DATA PROVIDED:

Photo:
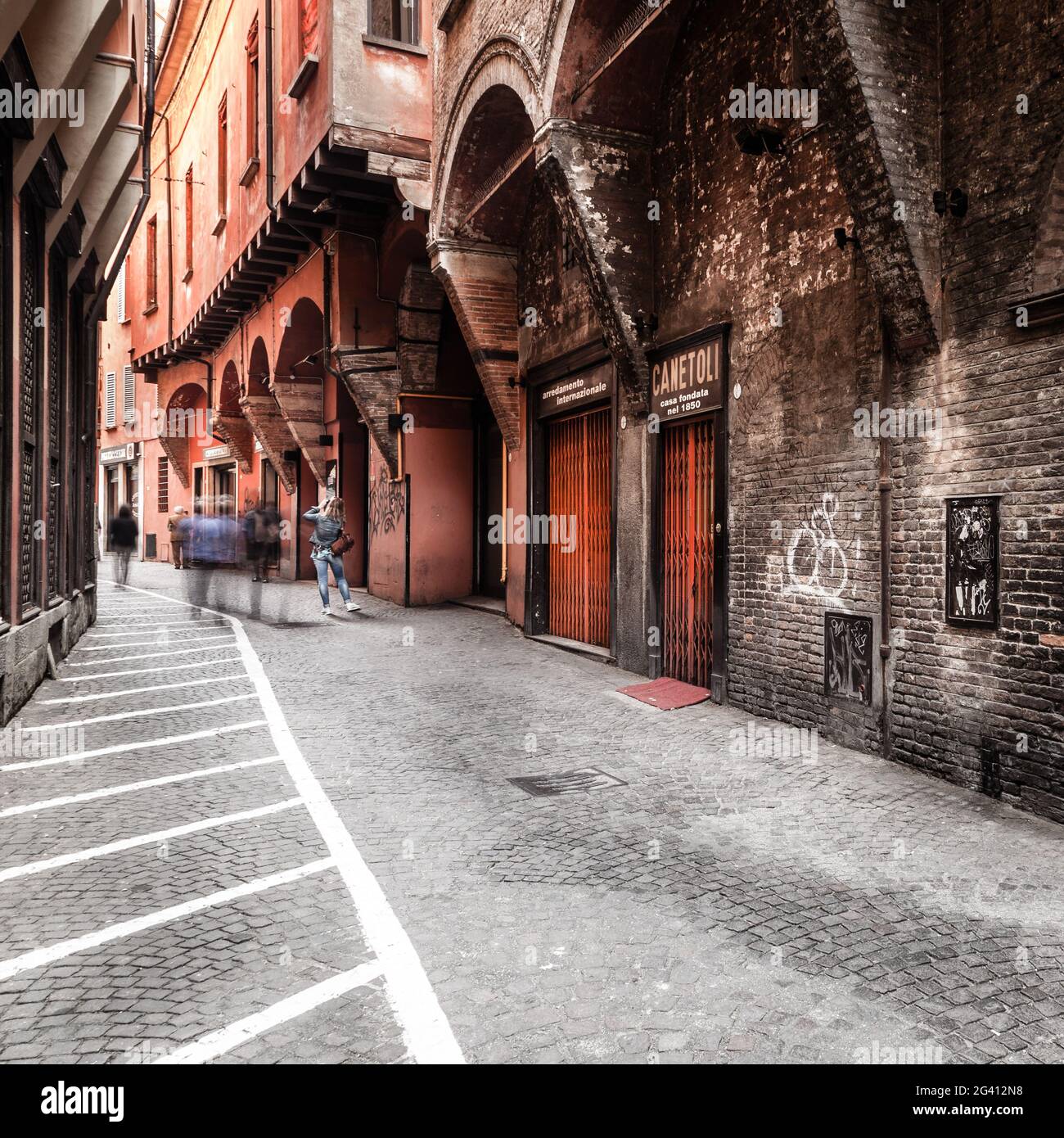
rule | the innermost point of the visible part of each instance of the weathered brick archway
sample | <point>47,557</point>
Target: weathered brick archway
<point>263,413</point>
<point>486,171</point>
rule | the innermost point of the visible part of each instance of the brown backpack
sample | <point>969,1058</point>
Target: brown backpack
<point>344,543</point>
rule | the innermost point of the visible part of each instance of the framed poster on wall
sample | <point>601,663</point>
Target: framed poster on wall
<point>972,572</point>
<point>848,657</point>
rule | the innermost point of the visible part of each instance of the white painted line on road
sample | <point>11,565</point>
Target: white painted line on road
<point>154,688</point>
<point>195,625</point>
<point>121,747</point>
<point>225,1039</point>
<point>158,835</point>
<point>41,956</point>
<point>413,1000</point>
<point>143,671</point>
<point>65,725</point>
<point>157,641</point>
<point>88,796</point>
<point>151,656</point>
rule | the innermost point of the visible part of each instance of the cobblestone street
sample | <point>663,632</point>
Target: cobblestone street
<point>197,882</point>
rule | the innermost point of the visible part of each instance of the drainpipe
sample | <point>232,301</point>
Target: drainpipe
<point>268,49</point>
<point>169,245</point>
<point>886,369</point>
<point>101,303</point>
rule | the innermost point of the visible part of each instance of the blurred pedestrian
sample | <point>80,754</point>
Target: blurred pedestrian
<point>328,545</point>
<point>178,533</point>
<point>122,533</point>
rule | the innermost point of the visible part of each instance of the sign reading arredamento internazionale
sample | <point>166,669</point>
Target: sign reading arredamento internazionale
<point>575,391</point>
<point>688,380</point>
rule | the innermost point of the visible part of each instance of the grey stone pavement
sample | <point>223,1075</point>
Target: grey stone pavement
<point>715,906</point>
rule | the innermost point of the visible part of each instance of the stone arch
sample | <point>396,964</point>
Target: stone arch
<point>584,34</point>
<point>256,380</point>
<point>183,408</point>
<point>297,387</point>
<point>503,64</point>
<point>1048,264</point>
<point>229,390</point>
<point>229,420</point>
<point>300,353</point>
<point>263,413</point>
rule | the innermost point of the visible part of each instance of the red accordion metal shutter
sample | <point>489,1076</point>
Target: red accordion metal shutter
<point>688,551</point>
<point>579,486</point>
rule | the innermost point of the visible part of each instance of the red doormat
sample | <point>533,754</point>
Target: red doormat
<point>666,694</point>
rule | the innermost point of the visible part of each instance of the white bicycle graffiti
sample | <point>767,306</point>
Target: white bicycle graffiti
<point>816,565</point>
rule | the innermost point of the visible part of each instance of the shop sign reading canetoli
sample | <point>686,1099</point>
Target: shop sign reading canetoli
<point>688,380</point>
<point>575,391</point>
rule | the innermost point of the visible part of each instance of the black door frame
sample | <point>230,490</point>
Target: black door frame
<point>719,418</point>
<point>536,585</point>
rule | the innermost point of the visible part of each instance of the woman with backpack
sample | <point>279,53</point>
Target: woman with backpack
<point>328,545</point>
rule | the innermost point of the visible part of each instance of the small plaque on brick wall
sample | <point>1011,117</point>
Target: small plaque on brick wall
<point>848,657</point>
<point>972,575</point>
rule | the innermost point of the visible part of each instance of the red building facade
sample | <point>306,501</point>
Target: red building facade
<point>573,329</point>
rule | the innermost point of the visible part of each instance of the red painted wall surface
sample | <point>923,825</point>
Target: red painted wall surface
<point>438,457</point>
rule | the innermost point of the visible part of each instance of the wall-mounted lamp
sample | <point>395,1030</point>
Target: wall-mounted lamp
<point>760,140</point>
<point>958,203</point>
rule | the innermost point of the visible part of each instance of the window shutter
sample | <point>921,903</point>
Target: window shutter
<point>110,400</point>
<point>128,385</point>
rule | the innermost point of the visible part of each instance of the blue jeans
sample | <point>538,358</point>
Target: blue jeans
<point>321,565</point>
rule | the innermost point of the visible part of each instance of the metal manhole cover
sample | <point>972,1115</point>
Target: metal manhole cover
<point>567,782</point>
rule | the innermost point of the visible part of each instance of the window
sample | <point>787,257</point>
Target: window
<point>153,282</point>
<point>394,20</point>
<point>119,294</point>
<point>188,224</point>
<point>568,251</point>
<point>253,91</point>
<point>223,156</point>
<point>128,395</point>
<point>308,28</point>
<point>110,400</point>
<point>163,485</point>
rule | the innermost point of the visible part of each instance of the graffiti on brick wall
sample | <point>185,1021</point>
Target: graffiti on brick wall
<point>813,553</point>
<point>815,561</point>
<point>848,656</point>
<point>387,505</point>
<point>972,561</point>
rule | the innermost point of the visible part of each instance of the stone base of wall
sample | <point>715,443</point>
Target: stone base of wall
<point>24,648</point>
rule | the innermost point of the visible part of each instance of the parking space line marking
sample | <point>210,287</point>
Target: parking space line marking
<point>413,997</point>
<point>119,747</point>
<point>138,691</point>
<point>195,625</point>
<point>128,843</point>
<point>225,1039</point>
<point>88,796</point>
<point>133,715</point>
<point>43,956</point>
<point>151,656</point>
<point>110,648</point>
<point>143,671</point>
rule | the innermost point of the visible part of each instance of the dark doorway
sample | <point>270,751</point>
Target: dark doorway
<point>688,551</point>
<point>579,495</point>
<point>489,504</point>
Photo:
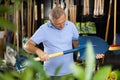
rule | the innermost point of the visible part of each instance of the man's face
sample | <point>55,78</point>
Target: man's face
<point>59,23</point>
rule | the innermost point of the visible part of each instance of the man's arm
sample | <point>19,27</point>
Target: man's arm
<point>30,47</point>
<point>75,43</point>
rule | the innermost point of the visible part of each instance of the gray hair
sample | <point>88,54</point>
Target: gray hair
<point>56,13</point>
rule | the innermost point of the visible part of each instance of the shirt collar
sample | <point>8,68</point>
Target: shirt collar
<point>51,26</point>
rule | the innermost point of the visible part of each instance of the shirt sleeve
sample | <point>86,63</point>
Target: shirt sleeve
<point>75,33</point>
<point>38,36</point>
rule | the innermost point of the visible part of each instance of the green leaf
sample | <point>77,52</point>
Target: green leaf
<point>102,74</point>
<point>78,72</point>
<point>27,74</point>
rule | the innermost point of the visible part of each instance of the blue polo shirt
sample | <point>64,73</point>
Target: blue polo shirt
<point>55,40</point>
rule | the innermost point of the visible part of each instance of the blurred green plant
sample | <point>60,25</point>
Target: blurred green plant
<point>4,23</point>
<point>34,70</point>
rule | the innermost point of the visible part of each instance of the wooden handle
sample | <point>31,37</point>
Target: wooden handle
<point>108,20</point>
<point>51,55</point>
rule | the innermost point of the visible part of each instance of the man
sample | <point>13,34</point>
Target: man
<point>58,34</point>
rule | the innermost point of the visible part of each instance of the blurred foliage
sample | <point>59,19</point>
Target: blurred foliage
<point>4,23</point>
<point>34,70</point>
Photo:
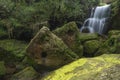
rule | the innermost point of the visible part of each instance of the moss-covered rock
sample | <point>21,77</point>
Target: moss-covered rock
<point>26,74</point>
<point>49,50</point>
<point>88,36</point>
<point>2,68</point>
<point>90,47</point>
<point>11,49</point>
<point>70,35</point>
<point>3,34</point>
<point>113,32</point>
<point>88,69</point>
<point>115,17</point>
<point>112,44</point>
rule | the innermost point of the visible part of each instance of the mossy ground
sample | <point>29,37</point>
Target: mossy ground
<point>85,68</point>
<point>14,46</point>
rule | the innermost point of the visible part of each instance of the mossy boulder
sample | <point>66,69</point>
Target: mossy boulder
<point>70,35</point>
<point>91,47</point>
<point>26,74</point>
<point>49,50</point>
<point>12,50</point>
<point>2,68</point>
<point>115,17</point>
<point>113,32</point>
<point>112,44</point>
<point>3,34</point>
<point>89,69</point>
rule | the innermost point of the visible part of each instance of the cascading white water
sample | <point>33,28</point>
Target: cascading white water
<point>97,20</point>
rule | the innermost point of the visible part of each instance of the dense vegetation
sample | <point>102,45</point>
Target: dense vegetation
<point>27,56</point>
<point>21,19</point>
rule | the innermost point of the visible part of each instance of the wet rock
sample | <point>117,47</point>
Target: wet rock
<point>112,44</point>
<point>88,36</point>
<point>2,68</point>
<point>89,69</point>
<point>70,35</point>
<point>91,47</point>
<point>27,74</point>
<point>49,50</point>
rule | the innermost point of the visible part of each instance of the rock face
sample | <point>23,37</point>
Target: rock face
<point>115,17</point>
<point>49,50</point>
<point>70,35</point>
<point>112,44</point>
<point>27,74</point>
<point>104,67</point>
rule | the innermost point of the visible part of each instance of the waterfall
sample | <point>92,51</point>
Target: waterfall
<point>97,20</point>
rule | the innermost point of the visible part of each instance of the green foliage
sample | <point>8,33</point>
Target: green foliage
<point>32,13</point>
<point>14,47</point>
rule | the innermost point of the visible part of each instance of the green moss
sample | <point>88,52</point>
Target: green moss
<point>12,50</point>
<point>14,47</point>
<point>3,34</point>
<point>84,69</point>
<point>90,47</point>
<point>69,33</point>
<point>27,74</point>
<point>2,68</point>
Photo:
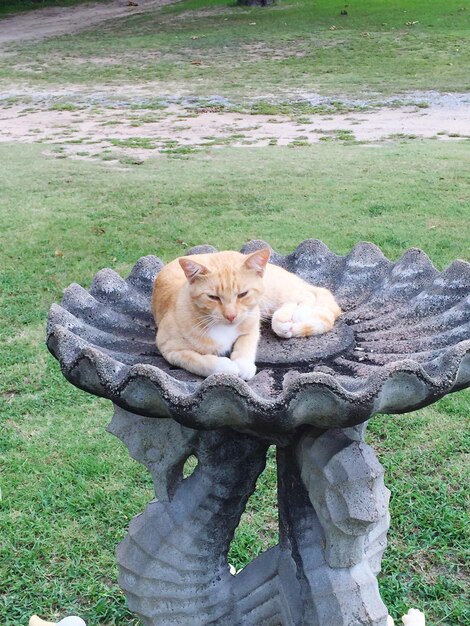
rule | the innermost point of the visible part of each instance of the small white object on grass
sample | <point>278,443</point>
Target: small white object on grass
<point>73,620</point>
<point>414,617</point>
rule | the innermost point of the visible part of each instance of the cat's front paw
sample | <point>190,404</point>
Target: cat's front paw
<point>225,365</point>
<point>246,368</point>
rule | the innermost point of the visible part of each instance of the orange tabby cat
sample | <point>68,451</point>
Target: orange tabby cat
<point>207,306</point>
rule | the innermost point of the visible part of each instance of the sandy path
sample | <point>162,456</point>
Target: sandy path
<point>52,21</point>
<point>142,133</point>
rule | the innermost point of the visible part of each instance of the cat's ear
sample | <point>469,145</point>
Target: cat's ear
<point>192,269</point>
<point>257,260</point>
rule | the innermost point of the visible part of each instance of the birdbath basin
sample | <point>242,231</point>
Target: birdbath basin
<point>402,342</point>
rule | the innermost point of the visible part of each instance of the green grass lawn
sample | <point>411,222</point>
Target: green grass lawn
<point>70,489</point>
<point>209,47</point>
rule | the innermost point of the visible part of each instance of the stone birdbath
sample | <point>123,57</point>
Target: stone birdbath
<point>401,344</point>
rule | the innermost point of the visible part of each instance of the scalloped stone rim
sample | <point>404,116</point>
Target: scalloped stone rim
<point>345,392</point>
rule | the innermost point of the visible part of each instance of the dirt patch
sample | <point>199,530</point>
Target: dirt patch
<point>110,133</point>
<point>53,21</point>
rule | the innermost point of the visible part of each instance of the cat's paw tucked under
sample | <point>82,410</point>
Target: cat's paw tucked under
<point>301,320</point>
<point>246,368</point>
<point>225,365</point>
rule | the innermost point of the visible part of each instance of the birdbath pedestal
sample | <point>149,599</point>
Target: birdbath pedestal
<point>402,343</point>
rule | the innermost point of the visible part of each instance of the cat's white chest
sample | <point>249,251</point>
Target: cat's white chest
<point>224,336</point>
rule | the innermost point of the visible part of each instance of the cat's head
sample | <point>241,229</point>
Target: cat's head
<point>228,285</point>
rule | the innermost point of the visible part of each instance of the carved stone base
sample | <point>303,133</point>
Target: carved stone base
<point>333,519</point>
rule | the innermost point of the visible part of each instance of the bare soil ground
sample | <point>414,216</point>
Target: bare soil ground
<point>53,21</point>
<point>141,132</point>
<point>92,123</point>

REQUIRED ACTION: Within the listing above, the lines starting at the one containing "the stone base of wall" and ending at the one containing "the man's face" are to be returned exactly. Omit the pictures.

EXERCISE RESPONSE:
rule | the innermost point of the visible part of each instance of the stone base of wall
sample | <point>715,443</point>
Target: stone base of wall
<point>24,648</point>
rule | the innermost point of the visible part of each instance of the parking space line marking
sample | <point>210,287</point>
Target: parking space line marking
<point>413,997</point>
<point>119,747</point>
<point>138,691</point>
<point>195,625</point>
<point>128,843</point>
<point>225,1039</point>
<point>88,796</point>
<point>133,715</point>
<point>43,956</point>
<point>151,656</point>
<point>110,648</point>
<point>143,671</point>
rule | the innermost point of the visible part of each instance of the dark doorway
sample | <point>270,751</point>
Target: dark doorway
<point>688,551</point>
<point>579,495</point>
<point>489,504</point>
Photo:
rule | the innermost point of the visible part of each instance of the man's face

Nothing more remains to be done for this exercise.